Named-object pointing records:

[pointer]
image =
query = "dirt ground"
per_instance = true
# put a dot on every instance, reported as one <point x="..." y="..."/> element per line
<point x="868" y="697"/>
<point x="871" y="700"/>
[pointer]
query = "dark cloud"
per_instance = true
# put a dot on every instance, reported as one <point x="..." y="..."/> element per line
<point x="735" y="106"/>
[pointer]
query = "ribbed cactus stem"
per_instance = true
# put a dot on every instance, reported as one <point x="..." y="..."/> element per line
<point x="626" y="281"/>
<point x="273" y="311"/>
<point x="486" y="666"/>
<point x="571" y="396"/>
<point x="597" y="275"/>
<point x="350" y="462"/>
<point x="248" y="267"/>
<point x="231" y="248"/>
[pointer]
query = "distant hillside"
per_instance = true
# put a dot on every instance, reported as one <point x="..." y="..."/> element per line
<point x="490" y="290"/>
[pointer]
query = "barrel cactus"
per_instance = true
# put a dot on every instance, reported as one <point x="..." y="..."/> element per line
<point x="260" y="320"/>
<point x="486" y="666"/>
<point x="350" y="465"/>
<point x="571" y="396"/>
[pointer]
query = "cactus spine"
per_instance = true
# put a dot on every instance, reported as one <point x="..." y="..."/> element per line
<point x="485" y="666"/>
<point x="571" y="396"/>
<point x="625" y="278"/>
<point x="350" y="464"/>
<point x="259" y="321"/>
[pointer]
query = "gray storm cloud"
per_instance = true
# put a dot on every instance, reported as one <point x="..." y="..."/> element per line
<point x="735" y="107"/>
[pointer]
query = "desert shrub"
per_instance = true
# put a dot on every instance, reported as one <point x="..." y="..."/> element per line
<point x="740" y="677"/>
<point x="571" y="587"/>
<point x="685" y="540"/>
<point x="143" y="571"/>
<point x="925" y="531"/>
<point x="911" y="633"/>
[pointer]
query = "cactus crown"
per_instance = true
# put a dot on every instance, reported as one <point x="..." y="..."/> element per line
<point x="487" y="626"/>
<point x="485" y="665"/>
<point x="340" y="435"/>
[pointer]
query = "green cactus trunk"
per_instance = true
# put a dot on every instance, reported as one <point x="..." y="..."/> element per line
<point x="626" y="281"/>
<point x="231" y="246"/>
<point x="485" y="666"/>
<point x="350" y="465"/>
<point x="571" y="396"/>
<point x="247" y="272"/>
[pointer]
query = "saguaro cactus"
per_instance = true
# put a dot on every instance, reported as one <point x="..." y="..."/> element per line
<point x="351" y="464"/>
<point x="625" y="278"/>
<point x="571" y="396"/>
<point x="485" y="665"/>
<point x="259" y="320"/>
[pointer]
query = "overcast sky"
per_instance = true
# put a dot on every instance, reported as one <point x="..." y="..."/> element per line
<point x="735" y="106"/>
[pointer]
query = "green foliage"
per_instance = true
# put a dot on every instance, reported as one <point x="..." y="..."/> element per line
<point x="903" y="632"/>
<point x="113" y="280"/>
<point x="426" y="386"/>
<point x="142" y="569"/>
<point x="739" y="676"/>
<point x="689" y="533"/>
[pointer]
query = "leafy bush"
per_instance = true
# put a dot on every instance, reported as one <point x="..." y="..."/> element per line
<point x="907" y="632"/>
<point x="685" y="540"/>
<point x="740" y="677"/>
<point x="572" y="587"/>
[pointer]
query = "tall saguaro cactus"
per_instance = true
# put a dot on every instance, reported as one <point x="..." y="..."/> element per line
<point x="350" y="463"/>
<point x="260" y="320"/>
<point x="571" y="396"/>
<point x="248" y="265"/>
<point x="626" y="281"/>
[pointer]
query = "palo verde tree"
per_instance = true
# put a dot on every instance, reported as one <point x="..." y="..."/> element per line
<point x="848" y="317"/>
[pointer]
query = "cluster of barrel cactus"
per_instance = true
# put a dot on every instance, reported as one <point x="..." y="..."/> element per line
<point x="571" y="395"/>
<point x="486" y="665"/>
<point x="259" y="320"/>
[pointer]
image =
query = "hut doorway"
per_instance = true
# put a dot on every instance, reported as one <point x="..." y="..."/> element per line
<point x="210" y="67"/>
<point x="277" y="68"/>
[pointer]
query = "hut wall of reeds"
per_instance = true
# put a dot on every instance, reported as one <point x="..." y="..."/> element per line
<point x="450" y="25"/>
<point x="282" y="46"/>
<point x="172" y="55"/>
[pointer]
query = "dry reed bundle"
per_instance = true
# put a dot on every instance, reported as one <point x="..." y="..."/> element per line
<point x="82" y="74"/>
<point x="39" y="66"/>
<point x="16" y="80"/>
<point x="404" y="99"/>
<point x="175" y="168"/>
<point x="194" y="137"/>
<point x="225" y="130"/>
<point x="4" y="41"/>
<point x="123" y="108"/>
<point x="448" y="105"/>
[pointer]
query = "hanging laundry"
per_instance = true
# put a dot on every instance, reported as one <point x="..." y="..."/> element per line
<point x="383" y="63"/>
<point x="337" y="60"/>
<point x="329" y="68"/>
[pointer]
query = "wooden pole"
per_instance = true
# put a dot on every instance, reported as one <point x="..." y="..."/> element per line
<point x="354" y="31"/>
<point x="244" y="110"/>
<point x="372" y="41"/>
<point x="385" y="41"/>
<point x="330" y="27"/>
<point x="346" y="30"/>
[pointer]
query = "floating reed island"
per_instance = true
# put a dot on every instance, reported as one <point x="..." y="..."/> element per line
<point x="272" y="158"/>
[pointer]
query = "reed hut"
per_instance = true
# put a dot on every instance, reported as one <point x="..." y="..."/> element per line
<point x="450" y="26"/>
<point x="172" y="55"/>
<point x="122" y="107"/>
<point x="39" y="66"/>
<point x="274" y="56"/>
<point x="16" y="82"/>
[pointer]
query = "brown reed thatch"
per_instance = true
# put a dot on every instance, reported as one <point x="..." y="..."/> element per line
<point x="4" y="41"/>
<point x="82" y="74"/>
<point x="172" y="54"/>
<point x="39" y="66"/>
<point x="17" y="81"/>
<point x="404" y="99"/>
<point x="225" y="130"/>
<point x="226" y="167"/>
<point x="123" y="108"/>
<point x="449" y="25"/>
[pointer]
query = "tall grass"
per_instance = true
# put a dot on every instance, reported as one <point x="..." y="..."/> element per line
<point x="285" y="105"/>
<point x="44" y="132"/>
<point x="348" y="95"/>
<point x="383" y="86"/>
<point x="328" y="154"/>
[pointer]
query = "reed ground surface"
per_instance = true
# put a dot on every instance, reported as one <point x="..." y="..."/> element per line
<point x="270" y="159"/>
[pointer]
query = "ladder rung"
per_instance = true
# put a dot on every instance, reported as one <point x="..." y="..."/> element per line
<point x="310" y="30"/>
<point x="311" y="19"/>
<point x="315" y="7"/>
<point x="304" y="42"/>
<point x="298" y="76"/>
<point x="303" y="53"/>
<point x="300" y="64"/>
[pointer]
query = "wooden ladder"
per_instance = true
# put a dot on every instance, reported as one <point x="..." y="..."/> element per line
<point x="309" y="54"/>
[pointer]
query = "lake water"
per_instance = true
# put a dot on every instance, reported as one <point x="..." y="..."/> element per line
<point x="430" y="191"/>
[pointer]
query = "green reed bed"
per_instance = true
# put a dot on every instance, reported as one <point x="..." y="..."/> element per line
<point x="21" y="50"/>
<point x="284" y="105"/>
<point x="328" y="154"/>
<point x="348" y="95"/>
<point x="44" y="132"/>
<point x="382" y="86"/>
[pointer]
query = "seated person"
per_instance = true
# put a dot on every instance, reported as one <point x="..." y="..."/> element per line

WORK TO DO: Using the listing above, retype each line exactly.

EXERCISE ANSWER:
[pointer]
image =
query = "dirt ground"
per_instance = true
# put a dot on every instance, reported as one <point x="..." y="..."/> element per line
<point x="868" y="697"/>
<point x="871" y="700"/>
[pointer]
query = "dark cloud"
per_instance = true
# put a dot on every instance, reported as one <point x="..." y="..."/> element per line
<point x="735" y="106"/>
[pointer]
query = "ribbed cactus stem"
per_instance = true
# put a dot on every instance, reported as one <point x="..." y="..."/> element per line
<point x="626" y="281"/>
<point x="273" y="311"/>
<point x="486" y="666"/>
<point x="571" y="396"/>
<point x="597" y="275"/>
<point x="350" y="462"/>
<point x="248" y="267"/>
<point x="231" y="248"/>
[pointer]
query = "distant hillside"
per_instance = true
# put a dot on every instance, reported as one <point x="..." y="..."/> element per line
<point x="490" y="290"/>
[pointer]
query = "barrel cactus"
per_instance = true
# put a dot on every instance, reported as one <point x="..." y="..."/> element per line
<point x="260" y="320"/>
<point x="486" y="666"/>
<point x="350" y="465"/>
<point x="571" y="396"/>
[pointer]
query = "cactus spine"
per_instance = true
# put a dot on every instance, reported as one <point x="..." y="..."/> element per line
<point x="485" y="666"/>
<point x="571" y="396"/>
<point x="625" y="278"/>
<point x="350" y="464"/>
<point x="259" y="321"/>
[pointer]
query = "gray storm cloud"
per_instance = true
# put a dot on every instance, reported as one <point x="..." y="..."/> element per line
<point x="735" y="107"/>
[pointer]
query = "desert shrub"
per_instance = true
# put a dot on every instance, reported as one <point x="..." y="..."/> element per line
<point x="740" y="677"/>
<point x="571" y="587"/>
<point x="685" y="540"/>
<point x="143" y="571"/>
<point x="925" y="531"/>
<point x="911" y="633"/>
[pointer]
query = "cactus crown"
per_instance = true
# put a dot on every instance, reported as one <point x="..." y="..."/> element per line
<point x="487" y="626"/>
<point x="485" y="665"/>
<point x="340" y="435"/>
[pointer]
query = "green cactus trunk"
per_instance = true
# put a dot on every instance, reported as one <point x="..." y="..."/> element per line
<point x="626" y="281"/>
<point x="231" y="246"/>
<point x="485" y="666"/>
<point x="350" y="465"/>
<point x="571" y="396"/>
<point x="247" y="272"/>
[pointer]
query = "saguaro cactus"
per_instance = true
# put a dot on every instance, reported as one <point x="..." y="..."/> element per line
<point x="351" y="464"/>
<point x="625" y="278"/>
<point x="571" y="396"/>
<point x="485" y="665"/>
<point x="259" y="320"/>
[pointer]
query = "overcast sky"
per_instance = true
# put a dot on every instance, reported as one <point x="..." y="..."/> element per line
<point x="735" y="106"/>
[pointer]
query = "green foliage"
per_instance = true
# put a dot on every instance, reported as one <point x="..." y="..."/> element per line
<point x="903" y="632"/>
<point x="113" y="280"/>
<point x="426" y="386"/>
<point x="142" y="569"/>
<point x="739" y="676"/>
<point x="689" y="533"/>
[pointer]
query = "leafy bush"
per_instance = true
# put a dot on every instance, reported as one <point x="..." y="..."/> element per line
<point x="907" y="632"/>
<point x="685" y="540"/>
<point x="740" y="677"/>
<point x="572" y="587"/>
[pointer]
query = "tall saguaro cactus"
per_instance = true
# put a dot on every instance, reported as one <point x="..." y="..."/> element per line
<point x="350" y="463"/>
<point x="260" y="320"/>
<point x="571" y="396"/>
<point x="248" y="265"/>
<point x="626" y="281"/>
[pointer]
query = "palo verde tree"
per_instance = true
# put a dot on every instance, reported as one <point x="..." y="..."/> element per line
<point x="848" y="317"/>
[pointer]
query = "cluster of barrel cactus"
per_instance = true
# put a dot on every instance, reported as one <point x="..." y="..."/> element per line
<point x="571" y="395"/>
<point x="486" y="665"/>
<point x="259" y="320"/>
[pointer]
image =
query = "hut doorway"
per_instance = true
# put a dot on every instance, reported as one <point x="..." y="..."/> element per line
<point x="210" y="67"/>
<point x="277" y="68"/>
[pointer]
query = "hut wall of reeds"
per_instance = true
# put a dot on every instance, reported as one <point x="..." y="..."/> element per line
<point x="450" y="25"/>
<point x="282" y="46"/>
<point x="172" y="55"/>
[pointer]
query = "dry reed bundle"
per_instance = true
# put a dot on every instance, reported as one <point x="..." y="..."/> element per line
<point x="82" y="74"/>
<point x="39" y="66"/>
<point x="16" y="80"/>
<point x="404" y="99"/>
<point x="175" y="168"/>
<point x="194" y="137"/>
<point x="225" y="130"/>
<point x="4" y="41"/>
<point x="123" y="108"/>
<point x="448" y="105"/>
[pointer]
query = "hanging laundry"
per_instance = true
# put a dot on every instance, reported as one <point x="..." y="..."/> element per line
<point x="383" y="63"/>
<point x="337" y="60"/>
<point x="329" y="68"/>
[pointer]
query = "wooden pole"
per_instance = true
# put a dot on every instance, reported as one <point x="..." y="..."/> element per line
<point x="354" y="31"/>
<point x="244" y="110"/>
<point x="372" y="41"/>
<point x="385" y="41"/>
<point x="330" y="27"/>
<point x="346" y="30"/>
[pointer]
query = "floating reed island"
per_instance = true
# put a dot on every instance, reported as one <point x="..." y="..."/> element per line
<point x="272" y="158"/>
[pointer]
query = "reed hut"
per_instance = true
# put a dot on every instance, reported as one <point x="..." y="..."/> element per line
<point x="450" y="26"/>
<point x="172" y="55"/>
<point x="122" y="107"/>
<point x="39" y="66"/>
<point x="274" y="56"/>
<point x="16" y="82"/>
[pointer]
query = "brown reed thatch"
per_instance = true
# put a dot on every instance, reported as one <point x="..." y="..."/> element per line
<point x="4" y="41"/>
<point x="82" y="74"/>
<point x="172" y="54"/>
<point x="39" y="66"/>
<point x="17" y="81"/>
<point x="404" y="99"/>
<point x="225" y="130"/>
<point x="226" y="167"/>
<point x="123" y="108"/>
<point x="449" y="25"/>
[pointer]
query = "tall grass"
per_instance = true
# put a dot on every instance, reported as one <point x="..." y="..."/> element per line
<point x="285" y="105"/>
<point x="44" y="132"/>
<point x="348" y="95"/>
<point x="383" y="86"/>
<point x="328" y="154"/>
[pointer]
query = "reed ground surface"
per_instance = true
# put a dot on every instance, reported as one <point x="..." y="..."/> element per line
<point x="270" y="159"/>
[pointer]
query = "ladder rung"
per_instance = true
# put a dot on every instance, reported as one <point x="..." y="..."/> element per line
<point x="310" y="30"/>
<point x="311" y="19"/>
<point x="315" y="7"/>
<point x="304" y="42"/>
<point x="298" y="76"/>
<point x="303" y="53"/>
<point x="300" y="64"/>
[pointer]
query = "wooden ladder"
per_instance = true
# put a dot on every instance, reported as one <point x="..." y="..."/> element per line
<point x="309" y="54"/>
[pointer]
query = "lake water"
per_instance = true
# put a dot on every instance, reported as one <point x="..." y="..."/> element per line
<point x="430" y="191"/>
[pointer]
query = "green reed bed"
per_instance = true
# put a dot on every instance, reported as one <point x="..." y="..."/> element per line
<point x="21" y="50"/>
<point x="284" y="105"/>
<point x="328" y="154"/>
<point x="348" y="95"/>
<point x="44" y="132"/>
<point x="382" y="86"/>
[pointer]
query = "seated person"
per_instance = true
# put a dot on every instance, reported as one <point x="..." y="..."/> element per line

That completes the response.